Quote every line of the data below verbatim.

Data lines
☆ ☆ ☆

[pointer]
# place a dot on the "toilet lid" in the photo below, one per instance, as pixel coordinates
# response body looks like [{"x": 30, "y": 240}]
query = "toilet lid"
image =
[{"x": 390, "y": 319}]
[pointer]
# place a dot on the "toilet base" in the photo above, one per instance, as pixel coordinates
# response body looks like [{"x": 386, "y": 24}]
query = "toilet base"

☆ ☆ ☆

Task output:
[pointer]
# place a dot on the "toilet lid" in the photo below, one per instance, as pixel coordinates
# response body looks like [{"x": 30, "y": 240}]
query = "toilet lid"
image =
[{"x": 390, "y": 319}]
[pointer]
# place a dot on the "toilet base" in the photo above, one per instance, as pixel coordinates
# response body looks like [{"x": 386, "y": 24}]
query = "toilet base"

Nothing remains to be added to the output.